### Work item
Would you please restate all of the entries exactly, apart from the pictures?

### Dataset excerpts
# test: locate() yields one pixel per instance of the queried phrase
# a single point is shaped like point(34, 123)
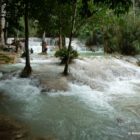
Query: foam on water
point(102, 102)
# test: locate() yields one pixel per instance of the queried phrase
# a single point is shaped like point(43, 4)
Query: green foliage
point(122, 37)
point(63, 54)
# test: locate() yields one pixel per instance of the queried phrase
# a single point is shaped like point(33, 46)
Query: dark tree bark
point(2, 24)
point(27, 69)
point(65, 72)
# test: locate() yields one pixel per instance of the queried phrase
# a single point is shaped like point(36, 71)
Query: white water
point(104, 105)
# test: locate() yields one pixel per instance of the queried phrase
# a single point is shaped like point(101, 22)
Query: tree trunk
point(27, 69)
point(65, 72)
point(2, 24)
point(43, 42)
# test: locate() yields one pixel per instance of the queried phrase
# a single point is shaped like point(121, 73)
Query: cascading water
point(102, 102)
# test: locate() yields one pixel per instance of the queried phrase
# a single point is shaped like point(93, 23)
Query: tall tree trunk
point(2, 24)
point(43, 42)
point(60, 38)
point(27, 69)
point(65, 72)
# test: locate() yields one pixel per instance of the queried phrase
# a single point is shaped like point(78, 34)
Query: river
point(102, 102)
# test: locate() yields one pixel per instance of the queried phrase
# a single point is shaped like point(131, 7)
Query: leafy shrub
point(63, 54)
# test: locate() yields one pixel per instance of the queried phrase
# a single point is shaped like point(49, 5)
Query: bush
point(63, 54)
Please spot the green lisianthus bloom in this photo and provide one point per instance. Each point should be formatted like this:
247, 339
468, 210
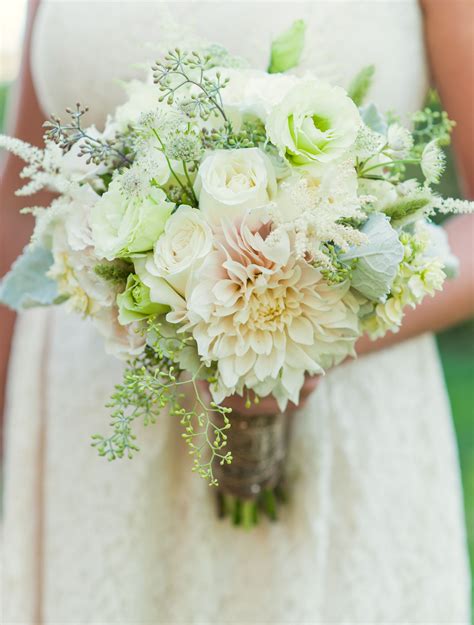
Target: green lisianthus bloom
124, 224
315, 122
135, 303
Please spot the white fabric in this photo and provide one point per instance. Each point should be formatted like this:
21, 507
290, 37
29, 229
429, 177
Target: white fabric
374, 530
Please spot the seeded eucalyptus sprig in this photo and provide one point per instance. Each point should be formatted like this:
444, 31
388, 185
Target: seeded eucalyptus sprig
96, 150
153, 381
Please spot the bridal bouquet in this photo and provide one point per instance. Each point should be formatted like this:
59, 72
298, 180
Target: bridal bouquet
238, 229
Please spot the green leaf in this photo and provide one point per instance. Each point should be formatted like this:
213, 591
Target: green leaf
373, 118
406, 207
27, 285
360, 85
378, 259
287, 48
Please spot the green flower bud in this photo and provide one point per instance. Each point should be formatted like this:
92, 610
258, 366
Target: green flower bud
135, 303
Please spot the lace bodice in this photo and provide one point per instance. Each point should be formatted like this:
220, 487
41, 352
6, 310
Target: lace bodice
342, 37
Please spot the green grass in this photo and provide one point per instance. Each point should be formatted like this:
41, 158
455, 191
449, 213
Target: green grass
457, 356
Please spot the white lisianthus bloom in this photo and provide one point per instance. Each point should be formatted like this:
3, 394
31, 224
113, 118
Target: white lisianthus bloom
187, 239
124, 224
315, 122
265, 322
232, 182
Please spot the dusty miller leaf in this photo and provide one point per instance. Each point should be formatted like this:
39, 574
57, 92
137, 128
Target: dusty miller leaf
27, 285
378, 259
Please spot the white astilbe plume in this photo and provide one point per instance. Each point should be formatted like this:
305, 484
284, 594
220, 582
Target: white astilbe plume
44, 167
311, 208
452, 205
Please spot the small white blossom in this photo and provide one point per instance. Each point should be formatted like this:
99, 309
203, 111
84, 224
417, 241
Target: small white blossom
400, 140
432, 162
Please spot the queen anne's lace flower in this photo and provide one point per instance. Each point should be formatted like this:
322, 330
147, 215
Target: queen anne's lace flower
266, 317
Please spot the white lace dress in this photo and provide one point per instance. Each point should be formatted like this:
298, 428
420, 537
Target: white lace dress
374, 530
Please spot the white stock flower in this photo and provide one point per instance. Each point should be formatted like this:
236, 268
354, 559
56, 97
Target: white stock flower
232, 182
399, 140
73, 270
255, 92
187, 239
314, 122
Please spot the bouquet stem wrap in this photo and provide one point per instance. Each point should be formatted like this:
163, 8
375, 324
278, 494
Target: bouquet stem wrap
253, 482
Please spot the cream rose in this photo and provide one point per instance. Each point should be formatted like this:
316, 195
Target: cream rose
232, 182
187, 239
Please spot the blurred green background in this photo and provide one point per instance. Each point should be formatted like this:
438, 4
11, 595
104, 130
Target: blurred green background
456, 347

### Final answer
# test: locate() yields one pixel per instance of the queried phrase
# a single point is shaped like point(34, 123)
Query: foam on water
point(102, 102)
# test: locate() yields one pixel per instance of the queried phrase
# a single point is shaped like point(43, 4)
Query: green foliage
point(122, 37)
point(63, 54)
# test: locate() yields one pixel per instance of the queried phrase
# a single point is shaped like point(33, 46)
Query: dark tree bark
point(2, 24)
point(27, 69)
point(65, 72)
# test: locate() yields one pixel per instance of the queried phrase
# a single point is shaped like point(36, 71)
Query: white water
point(104, 105)
# test: locate() yields one pixel per instance of the queried phrase
# a single point is shaped like point(101, 22)
Query: tree trunk
point(27, 69)
point(65, 72)
point(2, 24)
point(43, 42)
# test: locate() yields one pixel per instance of the queried phrase
# a single point is shaped like point(121, 73)
Query: cascading water
point(102, 102)
# test: locate() yields one pixel per instance of the queried phrase
# a single point is shaped like point(93, 23)
Query: tall tree trunk
point(2, 24)
point(43, 42)
point(60, 38)
point(27, 69)
point(65, 72)
# test: locate() yields one pixel per instance of the queried phrase
# a single point is shaped like point(78, 34)
Query: river
point(102, 102)
# test: locate() yields one pixel per instance of the queried phrase
# a single point is shaped like point(131, 7)
Query: leafy shrub
point(63, 54)
# test: locate() yields one pixel per instance of the queried phrase
# a single point is shaped like point(49, 5)
Query: bush
point(63, 54)
Please spot the green lisianthus bloom in this photo and provide one point per instance. Each point should be formatted like this:
247, 339
468, 210
Target: green lisianthus bloom
124, 224
315, 122
135, 303
Please spot the white fabric in this photo and provide one point per instance. Each point should be formatted like this:
21, 507
290, 37
29, 229
429, 177
Target: white fabric
374, 530
Please spot the seeded eucalyptus sprig in this photo and provide one point per instance. Each point should be formatted like this:
444, 31
388, 185
Target: seeded eucalyptus sprig
96, 150
153, 381
Please spot the bridal bouquet in this photo and provide one point per instance. Each point should be formatted like this:
59, 72
298, 180
Target: bridal bouquet
238, 229
Please spot the green leaf in this photo and provide one point per instance. Each point should be formatted like this:
213, 591
Target: green leaf
373, 118
406, 207
27, 285
360, 85
378, 259
287, 48
Please spot the green flower bud in this photo and provide one point per instance. Each point should be formatted like this:
92, 610
258, 366
Target: green flower bud
135, 303
Please spot the lace bodice in this photo and provide one point per instance. Each point should be formatted like this:
220, 487
41, 352
6, 310
Target: lace bodice
342, 37
Please spot the green grass in this photo and provide one point per instance. Each point should be formatted like this:
41, 158
455, 191
449, 213
Target: green grass
457, 356
Please spot the white lisianthus bloom in this photo and provide one point per instance. Each point should be formatted like this:
3, 394
31, 224
113, 118
Target: white lisianthus bloom
187, 239
124, 224
315, 122
265, 322
232, 182
Please spot the dusty miller leaf in this photo and provide one point per instance. Each point should be formatted like this:
39, 574
57, 92
137, 128
Target: dusty miller leaf
27, 285
378, 259
Please spot the white astilbe plume in this photo and provide one point per instance. Each point should be formatted like this:
305, 484
284, 594
220, 582
Target: white astilbe plume
44, 167
311, 208
452, 205
Please spot the small white blossom in this photo and provide one point per instance. Each point should be formatted like this:
99, 309
203, 111
84, 224
417, 241
Target: small white blossom
400, 140
432, 162
Please spot the queen anne's lace flower in this photo and provide one point per instance. Each point should be formatted like this:
322, 330
147, 215
Target: queen anne's lace flower
266, 317
Please spot the white lace dress in this photo and provide one point per instance. Each point should be formatted like this:
298, 428
420, 537
Target: white lace dress
374, 530
Please spot the white stock flower in this photo and provide one point per instance. Each point should be formatted like this:
236, 268
354, 559
56, 97
Target: white stock flower
232, 182
399, 140
73, 270
255, 92
187, 239
314, 122
Please spot the bouquet stem wrap in this photo and provide one point per instance. Each point should be formatted like this:
163, 8
375, 324
278, 494
Target: bouquet stem wrap
253, 482
Please spot the cream rose in this photo and provide one point per instance. Each point should be formatted like this:
316, 195
Target: cream rose
232, 182
187, 239
Please spot the blurred green background in this photo and provide one point per instance. Each point should be formatted like this:
438, 4
11, 595
104, 130
Target: blurred green background
456, 347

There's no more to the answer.